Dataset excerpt

◆ ◆ ◆ ◆

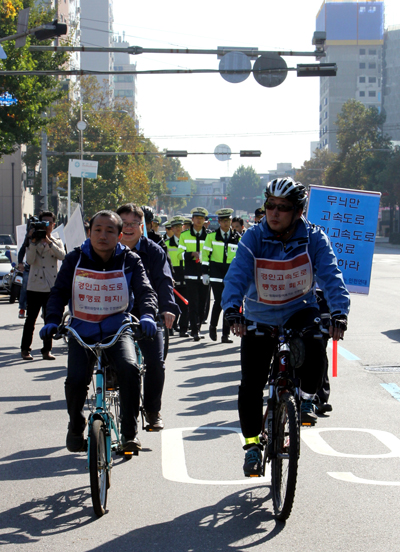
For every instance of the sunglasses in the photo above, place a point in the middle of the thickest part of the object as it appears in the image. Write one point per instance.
(281, 208)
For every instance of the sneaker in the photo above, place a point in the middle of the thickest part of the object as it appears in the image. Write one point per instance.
(213, 333)
(307, 414)
(154, 420)
(75, 441)
(131, 444)
(322, 408)
(252, 466)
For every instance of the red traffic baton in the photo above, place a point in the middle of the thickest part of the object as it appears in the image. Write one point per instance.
(181, 297)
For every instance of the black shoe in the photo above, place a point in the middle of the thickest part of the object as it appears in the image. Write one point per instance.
(75, 441)
(131, 444)
(155, 421)
(322, 408)
(213, 333)
(307, 414)
(252, 466)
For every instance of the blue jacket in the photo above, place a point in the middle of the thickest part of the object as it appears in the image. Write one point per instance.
(155, 262)
(259, 242)
(138, 285)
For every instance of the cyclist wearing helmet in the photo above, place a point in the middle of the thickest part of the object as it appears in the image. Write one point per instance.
(275, 271)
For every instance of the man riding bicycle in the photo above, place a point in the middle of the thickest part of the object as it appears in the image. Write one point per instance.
(99, 279)
(275, 271)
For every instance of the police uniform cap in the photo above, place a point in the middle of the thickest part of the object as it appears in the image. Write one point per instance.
(175, 221)
(224, 213)
(199, 212)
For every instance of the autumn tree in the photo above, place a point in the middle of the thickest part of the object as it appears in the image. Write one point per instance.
(20, 122)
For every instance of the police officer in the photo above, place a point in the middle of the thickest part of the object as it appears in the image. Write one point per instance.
(179, 272)
(191, 244)
(218, 253)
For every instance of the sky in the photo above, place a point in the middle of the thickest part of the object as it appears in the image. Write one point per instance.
(196, 113)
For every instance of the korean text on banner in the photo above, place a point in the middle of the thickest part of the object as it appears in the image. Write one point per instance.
(350, 219)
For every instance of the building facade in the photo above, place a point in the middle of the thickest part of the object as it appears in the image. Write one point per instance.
(354, 41)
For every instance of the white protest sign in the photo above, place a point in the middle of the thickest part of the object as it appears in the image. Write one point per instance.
(74, 232)
(349, 218)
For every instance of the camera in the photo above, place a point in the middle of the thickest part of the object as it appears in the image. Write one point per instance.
(39, 229)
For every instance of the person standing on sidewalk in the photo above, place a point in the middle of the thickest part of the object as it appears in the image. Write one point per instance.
(218, 252)
(42, 255)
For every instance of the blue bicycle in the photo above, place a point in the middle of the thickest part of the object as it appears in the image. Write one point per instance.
(104, 434)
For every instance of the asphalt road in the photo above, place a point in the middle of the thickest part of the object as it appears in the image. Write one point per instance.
(185, 491)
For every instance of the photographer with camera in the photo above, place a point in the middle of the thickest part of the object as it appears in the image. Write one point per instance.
(41, 255)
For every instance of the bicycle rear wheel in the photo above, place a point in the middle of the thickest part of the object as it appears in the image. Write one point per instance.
(99, 480)
(284, 465)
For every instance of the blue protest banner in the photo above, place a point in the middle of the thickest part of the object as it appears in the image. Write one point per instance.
(349, 218)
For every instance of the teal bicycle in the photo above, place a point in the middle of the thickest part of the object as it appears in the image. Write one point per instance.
(104, 431)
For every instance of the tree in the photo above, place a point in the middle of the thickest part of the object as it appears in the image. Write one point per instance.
(359, 138)
(20, 122)
(121, 178)
(312, 172)
(244, 189)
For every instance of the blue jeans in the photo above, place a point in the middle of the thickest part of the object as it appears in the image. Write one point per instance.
(81, 362)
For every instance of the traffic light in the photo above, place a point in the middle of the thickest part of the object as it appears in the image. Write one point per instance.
(52, 30)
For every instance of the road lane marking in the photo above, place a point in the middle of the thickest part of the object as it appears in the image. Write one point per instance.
(312, 437)
(349, 477)
(393, 389)
(344, 352)
(174, 462)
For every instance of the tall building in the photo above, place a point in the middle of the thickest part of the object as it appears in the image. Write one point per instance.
(125, 86)
(354, 41)
(97, 30)
(391, 82)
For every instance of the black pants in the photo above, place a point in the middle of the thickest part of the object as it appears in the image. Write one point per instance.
(36, 301)
(196, 294)
(81, 361)
(218, 288)
(256, 355)
(183, 318)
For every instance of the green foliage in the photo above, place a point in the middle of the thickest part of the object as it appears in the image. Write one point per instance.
(19, 123)
(244, 188)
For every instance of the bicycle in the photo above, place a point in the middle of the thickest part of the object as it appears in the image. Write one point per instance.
(280, 435)
(104, 434)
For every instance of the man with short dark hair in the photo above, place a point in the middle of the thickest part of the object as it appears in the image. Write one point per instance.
(157, 269)
(99, 280)
(42, 255)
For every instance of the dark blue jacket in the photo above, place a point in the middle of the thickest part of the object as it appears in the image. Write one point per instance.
(155, 262)
(138, 285)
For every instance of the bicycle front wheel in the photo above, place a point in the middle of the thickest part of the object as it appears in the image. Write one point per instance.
(284, 465)
(99, 480)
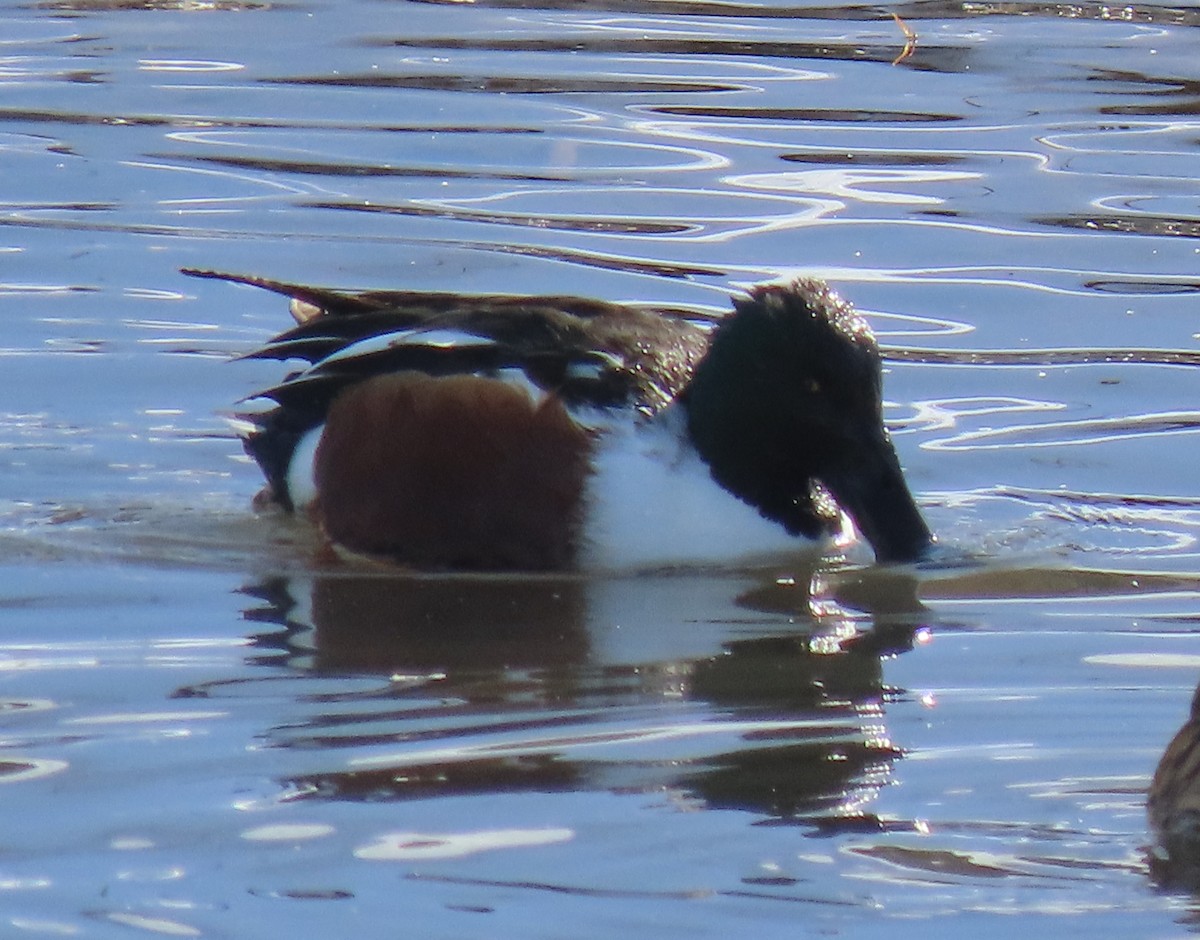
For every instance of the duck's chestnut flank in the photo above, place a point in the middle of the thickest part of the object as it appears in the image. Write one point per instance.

◆ ◆ ◆ ◆

WHAT THE EXERCISE ASKS: Reproduce all of the material above word for word. Omit the pictures.

OUTPUT OF THE EXERCISE:
For every instance of the sunglasses in the photo above, place a point in the middle of the thickest part of the object as it appears in the image. Write one point per instance.
(281, 208)
For every instance of the sneaker in the photo above, place a point in the middle of the thickest part of the object as it appears in the image. Write one point per instance.
(213, 333)
(307, 414)
(154, 420)
(75, 441)
(131, 444)
(322, 408)
(252, 466)
For every instance of the red traffic baton in the photo above, place a point in the middle of the thickest part of the object as it appears in the image. Write one point per instance.
(181, 297)
For every instance of the black shoe in the photo above, place a point in the middle of the thickest part of the object as it appears in the image. Write one point per instance.
(75, 441)
(131, 444)
(155, 421)
(322, 408)
(213, 333)
(307, 414)
(252, 466)
For every instance of the blue jacket in the photo above, place a point in the middle of the thickest part of the object as it appears in the image. Write one point per instance.
(155, 262)
(259, 242)
(138, 285)
For every instance of the cyclist wearing helmet in the photo above, place a point in the middle of the thickest part of the object as it appears in the image. Write one point per instance.
(275, 271)
For every instance of the man riding bicycle in the photo above, place a point in the middle of the thickest part of the object as it appears in the image. Write one point per instance.
(99, 279)
(275, 271)
For every instance of the police uniform cap in the photo above, place a point in the middle of the thickest part of the object as it appears in the image. Write one point per instance.
(175, 221)
(224, 213)
(199, 212)
For every instance of the autumn tree in the photo above, place a point in the middle of the thickest part of the object as it appears in the image. Write one point per instance.
(20, 122)
For every instance of the police officer in the photo above, place a point in the middle of the thickest part of the object as it appears in the image. Write one point per instance.
(179, 272)
(191, 244)
(218, 253)
For every instance of the sky in the photo above, place a point in the middle of the thickest part of the object as it appears in the image. Write one point per instance.
(196, 113)
For every instance of the korean text on banner in the photo above, place a point in the middle of the thickest part of the object as it appears in the image. Write one point per instance.
(350, 219)
For every instance of the building facade in the photo above, place a point in the middle of the thickest part of the object as it appears in the image. Write one point per instance.
(354, 41)
For every instance of the white protest sign in the photo above, place a point in the middle of the thickest part of the object as it appears in the image. Write one point per instance.
(74, 232)
(349, 218)
For every instance of the camera in the photo above, place a point in the middle of the thickest part of the object as it appears in the image. Write one point per instance.
(39, 229)
For every instance of the person standing on sidewalk in the photo above, place a point in the middle of the thickest part of the object as it appears in the image. Write one point per instance.
(218, 252)
(42, 255)
For every instance of the blue bicycle in the photo above, place a point in the middle of the thickest part of the object as it appears in the image. Write one point per instance.
(104, 434)
For every instance of the asphalt road in the photo above, place a point in the middle of the thickest part of the object as it appears in the image. Write one point per instance.
(185, 491)
For every instance of the photographer with camera in the photo above, place a point in the middle of the thickest part of the object as it appears in the image. Write one point per instance.
(41, 255)
For every instance of the bicycle rear wheel in the photo above, place a point in the middle of the thickest part of the object as it appears in the image. Write one point per instance.
(99, 480)
(284, 465)
For every instance of the blue protest banner in the photo above, place a point in the middle of the thickest part of the object as it appears in the image. Write one point per instance.
(349, 218)
For every instance of the teal bicycle in the photo above, place a point in the middle of the thickest part of the object as it appears in the image. Write one point per instance.
(104, 431)
For every instance of the tree in the photo above, place a point in the middle of the thickest part of the object as it appears in the image. Write one point per instance.
(359, 138)
(20, 122)
(121, 178)
(312, 172)
(244, 189)
For every instance of the blue jeans in the photo above, place a point in the middle of the thickest part of the object as it appears in the image. Write one point per instance.
(81, 362)
For every instance of the traffic light in the photo above, place a point in the middle of the thickest part of the object as it appears in the image. Write one point per instance.
(52, 30)
For every instance of the road lane marking in the photo above, place a point in the middle of the thickest part of the object as it appears in the image. Write one point per instance.
(312, 437)
(349, 477)
(393, 389)
(344, 352)
(174, 462)
For every instance of the tall building in the photo above, place a point in the middle of the thickest part of the object as it appears in the image. Write one point per instance.
(125, 86)
(354, 41)
(97, 30)
(391, 82)
For every instance of the black pants in the photo above, place a point in the middle of the thickest part of the object as it appears in the image. Write one point per instance.
(36, 301)
(196, 294)
(81, 361)
(218, 288)
(256, 355)
(183, 318)
For every instance of the green foliage in the photo above, place a point in the middle of the thickest part of the object as it appears in the image. Write one point per instance.
(19, 123)
(244, 188)
For every instance of the bicycle in the photo above, place a point in the middle of the thickest part of the object as it appears in the image. Write one point per instance.
(280, 435)
(104, 434)
For every instance of the man with short dark hair in the photo above, place a point in the middle of the thickest part of the object as it appears in the image. Write one point per instance.
(157, 269)
(99, 280)
(42, 255)
For every instance of the dark blue jacket in the photo above, place a point in the middle of the thickest part of the object as it appears in the image. Write one point per instance.
(155, 262)
(138, 285)
For every instance of the bicycle front wheel in the photo above, place a point in the middle of the thickest part of the object as it appears in the image. Write one point per instance.
(284, 465)
(99, 480)
For every instance of the duck's chestnut flank in the photo above, place a point in the middle of the thickest part of the object as it appears in the image. Write one point per instance.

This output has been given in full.